#### [BRIEF]
Return each of the lines below, copied word for word with nothing changed.

(Pointing lines)
◇ ◇ ◇ ◇ ◇ ◇ ◇

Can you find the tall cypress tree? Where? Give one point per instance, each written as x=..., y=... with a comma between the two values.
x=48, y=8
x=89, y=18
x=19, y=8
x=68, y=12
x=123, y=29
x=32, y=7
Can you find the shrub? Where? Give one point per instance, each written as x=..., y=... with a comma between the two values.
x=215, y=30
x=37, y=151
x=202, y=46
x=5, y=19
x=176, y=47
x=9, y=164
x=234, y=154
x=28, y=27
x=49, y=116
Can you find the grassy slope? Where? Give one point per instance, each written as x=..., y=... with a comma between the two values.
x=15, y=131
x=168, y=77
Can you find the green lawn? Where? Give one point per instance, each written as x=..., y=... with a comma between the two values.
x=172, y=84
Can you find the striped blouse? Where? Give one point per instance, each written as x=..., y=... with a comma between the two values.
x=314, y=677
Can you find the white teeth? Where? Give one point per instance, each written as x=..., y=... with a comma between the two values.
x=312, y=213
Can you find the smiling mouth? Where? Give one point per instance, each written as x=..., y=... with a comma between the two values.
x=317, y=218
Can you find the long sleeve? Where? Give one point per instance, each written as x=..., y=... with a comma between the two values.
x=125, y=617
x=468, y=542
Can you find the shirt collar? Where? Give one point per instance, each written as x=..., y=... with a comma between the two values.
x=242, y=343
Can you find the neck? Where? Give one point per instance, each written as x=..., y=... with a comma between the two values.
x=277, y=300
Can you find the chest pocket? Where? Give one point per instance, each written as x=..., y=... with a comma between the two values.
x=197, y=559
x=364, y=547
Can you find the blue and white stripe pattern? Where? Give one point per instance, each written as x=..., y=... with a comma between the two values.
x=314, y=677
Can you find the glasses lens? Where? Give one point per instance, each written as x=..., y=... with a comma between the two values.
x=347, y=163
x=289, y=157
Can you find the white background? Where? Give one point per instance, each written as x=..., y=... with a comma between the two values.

◇ ◇ ◇ ◇ ◇ ◇ ◇

#### [FINISHED TASK]
Can you find the tall cypress tree? Where? Give one point per instance, each written as x=..., y=... with a comma between the two values.
x=48, y=8
x=89, y=18
x=19, y=8
x=68, y=12
x=123, y=29
x=32, y=7
Can you find the shrub? Where? Give one point per instance, each written as x=..., y=... with a comma between the two values.
x=215, y=30
x=37, y=151
x=202, y=46
x=5, y=19
x=176, y=47
x=9, y=164
x=234, y=154
x=28, y=27
x=49, y=116
Can you find the grassy slope? Where? Give one point per instance, each written as x=..., y=... with a comma between the two values.
x=15, y=131
x=168, y=77
Can you find the green lawn? Where? Give one point per instance, each written as x=..., y=... with a comma between the two values.
x=172, y=84
Can you find the striped blouse? Where? Give one point per instance, each written as x=..., y=... with a comma between the two values.
x=314, y=677
Can you find the white teeth? Where? Give one point per instance, each written as x=..., y=... with a comma between the two values.
x=312, y=213
Can you find the smiling mouth? Where? Give one point per instance, each written as x=..., y=... with a comma between the two values.
x=317, y=218
Can you find the long sleeve? Where? Give one point per instance, each written as x=..., y=... with a comma between the two values.
x=125, y=617
x=468, y=542
Can you find the shirt collar? Where? Give one point per instance, each written as x=..., y=... with a comma between the two values.
x=242, y=343
Can you find the neck? Where? Give one point per instance, each written as x=..., y=... with a comma between the two values.
x=277, y=300
Can you find the chest pocket? Where? Give one point per instance, each written as x=..., y=... with a comma between the two values.
x=197, y=559
x=364, y=547
Can you find the blue and white stripe pattern? Where? Give one point per instance, each written as x=..., y=... with a comma between the two values.
x=314, y=677
Can you find the glasses lens? Where? Give one point per instance, each written as x=..., y=... with a comma between the two values.
x=347, y=163
x=289, y=157
Can you find the white background? Where? Give one point per instance, each written as x=..., y=... with a comma between the two values.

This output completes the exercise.